-- Aim A --
From the fitness blog post below, extract the passage that begins at the words "5AM Resolutions" and stops after the words "means of motivation.".

##############################

Sunday, June 5, 2011

Day 5

Hey! Day 5 of Kevin Powell's 30 Day Fitness challenge is finito.  Switched it up today went to a community (FREE) Bikram yoga class and really felt cleansed afterwards.  I've really been debating how to reign in my eating and have decided to do a variation of the Subway diet.  I will eat cereal for breakfast and then have a foot-long sub everyday, half for lunch, half for dinner.  Also supplement with fruit and steam-fresh veggies.  Something I can manage that will also help me budget and pull away from fast foods.  I weighed in on Wednesday at 199lbs, precariously close to 200, I haven't been over 200 since 2006 and will keep it that way.  175 is my goal and I know I can achieve it with discipline and by putting my wellness first.  25 days to go and of course continued fitness and a healthier lifestyle to follow the month of June!

Tuesday, May 31, 2011

5AM Resolutions

Since I'm up with the birds instead of in bed; I am resolving to do Kevin Powell's 30 Day Workout Challenge.  30 days of physical activity.  I need a push.  It's been a month since I've been to my gym that I'm paying a grip for.  So Wednesday it begins.  Will be updating daily as a means of motivation.

##############################

-- Aim B --
Pull out every line of the rows below that contains the word "pothole".

##############################

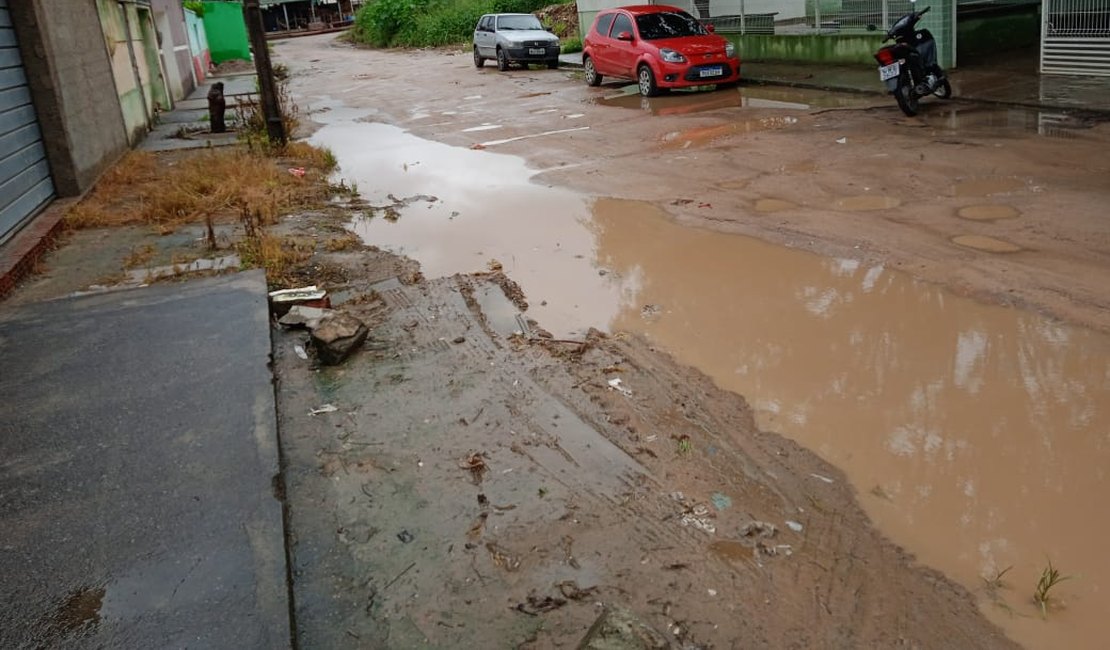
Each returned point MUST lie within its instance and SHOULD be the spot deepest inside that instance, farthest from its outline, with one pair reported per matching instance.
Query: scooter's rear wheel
(944, 90)
(907, 99)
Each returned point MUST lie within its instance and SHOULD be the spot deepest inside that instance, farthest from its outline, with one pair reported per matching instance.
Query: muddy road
(921, 302)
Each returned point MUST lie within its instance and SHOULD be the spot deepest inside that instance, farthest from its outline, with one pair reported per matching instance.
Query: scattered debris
(753, 529)
(336, 336)
(536, 606)
(698, 517)
(503, 557)
(615, 384)
(619, 628)
(476, 465)
(568, 552)
(720, 501)
(571, 590)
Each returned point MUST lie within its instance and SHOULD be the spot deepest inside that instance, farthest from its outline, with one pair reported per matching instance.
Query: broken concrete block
(619, 629)
(303, 316)
(336, 336)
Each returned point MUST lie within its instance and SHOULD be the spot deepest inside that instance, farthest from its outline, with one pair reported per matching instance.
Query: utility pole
(268, 88)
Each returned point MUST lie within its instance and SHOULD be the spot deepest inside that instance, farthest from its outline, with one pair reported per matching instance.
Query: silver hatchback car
(514, 38)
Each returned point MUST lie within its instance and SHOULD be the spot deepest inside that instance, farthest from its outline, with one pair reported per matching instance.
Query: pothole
(866, 202)
(986, 244)
(988, 212)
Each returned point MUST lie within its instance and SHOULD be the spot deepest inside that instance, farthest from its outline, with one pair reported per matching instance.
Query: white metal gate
(24, 174)
(1076, 37)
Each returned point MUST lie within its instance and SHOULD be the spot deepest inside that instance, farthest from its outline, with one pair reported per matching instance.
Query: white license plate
(889, 71)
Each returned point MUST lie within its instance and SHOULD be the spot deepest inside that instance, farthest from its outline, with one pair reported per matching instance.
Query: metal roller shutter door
(24, 174)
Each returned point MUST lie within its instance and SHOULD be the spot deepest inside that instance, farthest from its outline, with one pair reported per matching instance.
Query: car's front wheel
(592, 77)
(646, 81)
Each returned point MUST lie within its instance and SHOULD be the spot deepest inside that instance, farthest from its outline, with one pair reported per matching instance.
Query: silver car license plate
(889, 71)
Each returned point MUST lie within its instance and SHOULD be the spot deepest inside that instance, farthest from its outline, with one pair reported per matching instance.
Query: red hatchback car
(659, 47)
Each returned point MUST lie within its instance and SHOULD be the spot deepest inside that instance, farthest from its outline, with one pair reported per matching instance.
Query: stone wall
(71, 82)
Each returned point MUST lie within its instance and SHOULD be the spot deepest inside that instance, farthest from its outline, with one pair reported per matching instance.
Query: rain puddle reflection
(975, 434)
(486, 207)
(977, 120)
(694, 101)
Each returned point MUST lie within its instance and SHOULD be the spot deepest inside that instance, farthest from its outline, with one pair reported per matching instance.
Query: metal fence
(797, 17)
(1076, 37)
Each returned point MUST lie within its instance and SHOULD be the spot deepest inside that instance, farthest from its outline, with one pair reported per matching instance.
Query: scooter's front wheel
(907, 99)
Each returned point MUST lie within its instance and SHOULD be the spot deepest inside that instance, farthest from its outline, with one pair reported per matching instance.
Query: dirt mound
(562, 18)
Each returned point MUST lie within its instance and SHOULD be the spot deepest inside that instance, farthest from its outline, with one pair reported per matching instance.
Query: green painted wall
(226, 32)
(818, 49)
(985, 34)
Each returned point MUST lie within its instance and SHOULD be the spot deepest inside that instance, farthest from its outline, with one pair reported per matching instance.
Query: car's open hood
(693, 46)
(528, 34)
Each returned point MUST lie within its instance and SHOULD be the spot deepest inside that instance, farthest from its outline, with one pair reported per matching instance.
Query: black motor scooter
(909, 67)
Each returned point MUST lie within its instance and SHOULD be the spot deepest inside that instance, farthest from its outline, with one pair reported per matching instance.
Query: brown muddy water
(977, 436)
(694, 101)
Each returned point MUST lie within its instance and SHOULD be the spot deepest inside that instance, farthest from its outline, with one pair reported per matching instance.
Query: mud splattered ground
(976, 201)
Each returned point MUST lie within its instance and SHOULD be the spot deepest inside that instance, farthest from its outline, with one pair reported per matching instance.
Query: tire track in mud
(581, 483)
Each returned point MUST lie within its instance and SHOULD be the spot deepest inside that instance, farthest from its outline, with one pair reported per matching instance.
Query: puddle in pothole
(694, 101)
(979, 120)
(976, 435)
(986, 244)
(988, 186)
(486, 207)
(704, 135)
(770, 205)
(988, 212)
(866, 203)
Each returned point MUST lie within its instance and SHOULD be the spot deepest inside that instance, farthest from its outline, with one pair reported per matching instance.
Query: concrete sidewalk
(187, 125)
(1016, 85)
(138, 471)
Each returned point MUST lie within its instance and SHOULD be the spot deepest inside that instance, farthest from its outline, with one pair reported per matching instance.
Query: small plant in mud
(996, 581)
(1050, 577)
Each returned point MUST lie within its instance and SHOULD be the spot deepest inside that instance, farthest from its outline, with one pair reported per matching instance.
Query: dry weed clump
(213, 185)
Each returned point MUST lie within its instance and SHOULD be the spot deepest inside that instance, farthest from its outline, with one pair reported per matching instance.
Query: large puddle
(976, 435)
(694, 101)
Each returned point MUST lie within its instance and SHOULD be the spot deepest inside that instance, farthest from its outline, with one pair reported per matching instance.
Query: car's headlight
(672, 57)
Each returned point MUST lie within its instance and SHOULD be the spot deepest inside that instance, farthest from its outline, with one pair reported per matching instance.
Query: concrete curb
(19, 256)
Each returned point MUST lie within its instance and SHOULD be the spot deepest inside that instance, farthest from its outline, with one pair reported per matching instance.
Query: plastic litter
(615, 384)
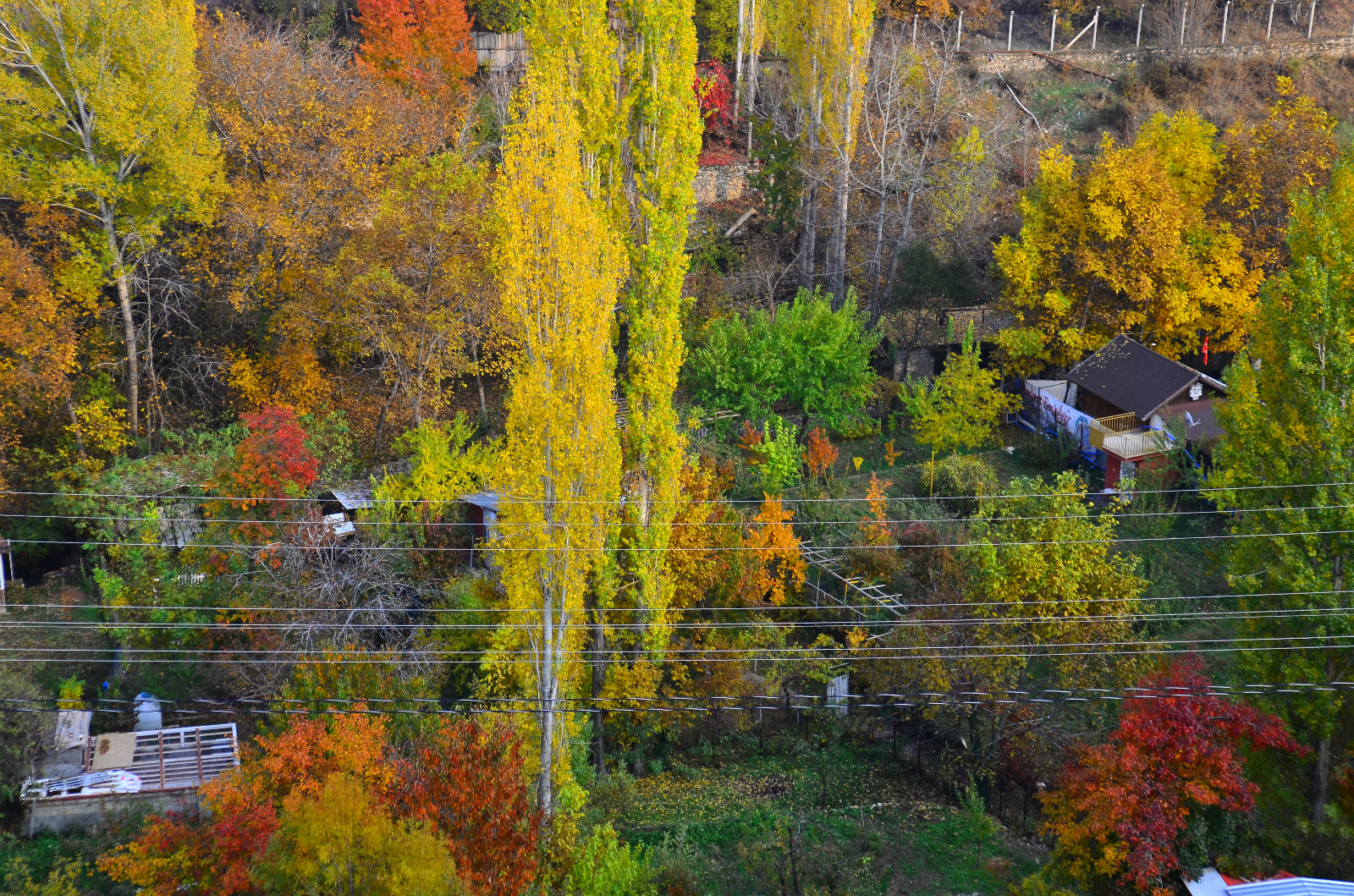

##############################

-- Exercise result A --
5AM Resolutions

Since I'm up with the birds instead of in bed; I am resolving to do Kevin Powell's 30 Day Workout Challenge.  30 days of physical activity.  I need a push.  It's been a month since I've been to my gym that I'm paying a grip for.  So Wednesday it begins.  Will be updating daily as a means of motivation.

-- Exercise result B --
Query: pothole
Query: puddle in pothole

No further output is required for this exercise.